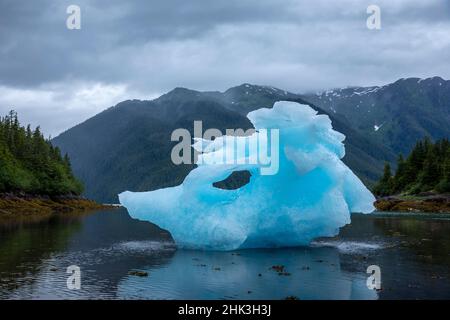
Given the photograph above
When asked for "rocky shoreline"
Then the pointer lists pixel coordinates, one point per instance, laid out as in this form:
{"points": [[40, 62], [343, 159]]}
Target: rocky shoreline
{"points": [[426, 202], [23, 206]]}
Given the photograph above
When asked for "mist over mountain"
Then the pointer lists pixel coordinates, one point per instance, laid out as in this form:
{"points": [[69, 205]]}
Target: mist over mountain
{"points": [[128, 146]]}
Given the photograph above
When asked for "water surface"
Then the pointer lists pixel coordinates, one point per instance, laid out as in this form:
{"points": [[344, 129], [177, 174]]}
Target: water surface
{"points": [[412, 250]]}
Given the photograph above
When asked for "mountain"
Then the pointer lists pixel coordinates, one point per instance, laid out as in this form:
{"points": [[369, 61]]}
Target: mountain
{"points": [[127, 147], [396, 115]]}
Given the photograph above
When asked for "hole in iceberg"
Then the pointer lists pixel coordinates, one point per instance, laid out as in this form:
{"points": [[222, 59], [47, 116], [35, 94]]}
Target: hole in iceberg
{"points": [[236, 180]]}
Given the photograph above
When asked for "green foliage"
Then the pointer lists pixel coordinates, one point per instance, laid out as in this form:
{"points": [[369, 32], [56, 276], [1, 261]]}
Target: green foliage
{"points": [[29, 163], [427, 168]]}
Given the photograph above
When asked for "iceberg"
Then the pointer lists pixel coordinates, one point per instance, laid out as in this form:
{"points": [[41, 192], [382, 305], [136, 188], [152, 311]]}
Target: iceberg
{"points": [[311, 195]]}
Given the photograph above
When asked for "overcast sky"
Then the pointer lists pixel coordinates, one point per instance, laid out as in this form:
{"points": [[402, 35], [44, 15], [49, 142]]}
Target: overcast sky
{"points": [[57, 77]]}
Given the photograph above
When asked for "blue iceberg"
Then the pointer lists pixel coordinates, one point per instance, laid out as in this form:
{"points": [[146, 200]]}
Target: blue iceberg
{"points": [[311, 194]]}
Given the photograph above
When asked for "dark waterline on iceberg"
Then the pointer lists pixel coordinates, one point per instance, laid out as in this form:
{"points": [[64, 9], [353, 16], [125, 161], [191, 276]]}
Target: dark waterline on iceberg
{"points": [[412, 250]]}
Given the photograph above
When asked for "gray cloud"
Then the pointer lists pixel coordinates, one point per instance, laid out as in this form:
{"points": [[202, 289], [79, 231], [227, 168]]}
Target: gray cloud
{"points": [[139, 49]]}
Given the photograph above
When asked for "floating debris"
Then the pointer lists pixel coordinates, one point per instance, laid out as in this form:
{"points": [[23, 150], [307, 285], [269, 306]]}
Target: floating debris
{"points": [[138, 273]]}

#### What to do
Repeat all the data as it stands, dropping any images it holds.

#### Full output
Given the photograph above
When asked for "rocky shoreline"
Then the pointer lists pixel coordinates, one point per instance, laid out as in this form:
{"points": [[40, 62], [343, 159]]}
Target: rocky shoreline
{"points": [[426, 202], [23, 206]]}
Given the photograph above
When asked for "mist over mountain"
Then the pointer lists pixel coordinates, one point per instance, laid out as in this form:
{"points": [[69, 205]]}
Target: mist over mountain
{"points": [[128, 146]]}
Given the photograph above
When asked for "water surface"
Then the pointer lists pixel coordinates, one point per instance, laid out as in this form:
{"points": [[344, 129], [177, 174]]}
Target: water surface
{"points": [[412, 250]]}
Given the photograph above
When asked for "mountain"
Then the pointer lists pixel coordinates, one point per instance, laid out as in this form:
{"points": [[369, 61]]}
Target: mountain
{"points": [[127, 147], [396, 115]]}
Given the photograph above
When asked for "hole in iceberg"
Then the pointer lists pixel coordinates, one point per instance, laid out as in this form:
{"points": [[222, 59], [47, 116], [35, 94]]}
Target: hole in iceberg
{"points": [[236, 180]]}
Given the photograph above
When asked for "green foliage"
Then the pointer lists pixel coordinates, one point per instance, laid out as in this form:
{"points": [[369, 32], [56, 276], [1, 261]]}
Target: green foliage
{"points": [[29, 163], [427, 168]]}
Given the photograph above
When asked for "iceberg"
Then the pointer lists pixel coordinates, one point per instance, laid out as in this form:
{"points": [[41, 192], [382, 305], [136, 188], [152, 311]]}
Target: iceberg
{"points": [[311, 195]]}
Given the photograph above
When asked for "overcast sky"
Then the pointer lists pixel coordinates, one point per instance, laid out as in this form:
{"points": [[402, 35], [44, 15], [49, 142]]}
Target: overcast sky
{"points": [[57, 77]]}
Given the photograph above
When asked for "blue iceberg"
Then the pointer lists pixel coordinates, one point per instance, laid out as in this form:
{"points": [[146, 200]]}
Target: blue iceberg
{"points": [[311, 194]]}
Given the photograph above
When asked for "dark waterline on iceberg"
Then the pointer lists pixel coordinates, one point per instance, laid out as in this form:
{"points": [[64, 9], [353, 16], [125, 161], [191, 276]]}
Target: dark waterline on iceberg
{"points": [[412, 250]]}
Given the photograph above
When asked for "gray cloud"
Then the pointer lists pixel coordinates, one point per instance, laid out as in this form:
{"points": [[202, 289], [79, 231], [227, 168]]}
Target: gray cloud
{"points": [[139, 49]]}
Given the photograph above
When asked for "floating debris"
Then the pointer lists pixel coordinates, one point per instance, laid out as in this form:
{"points": [[23, 150], [307, 285], [269, 306]]}
Target: floating debris
{"points": [[138, 273]]}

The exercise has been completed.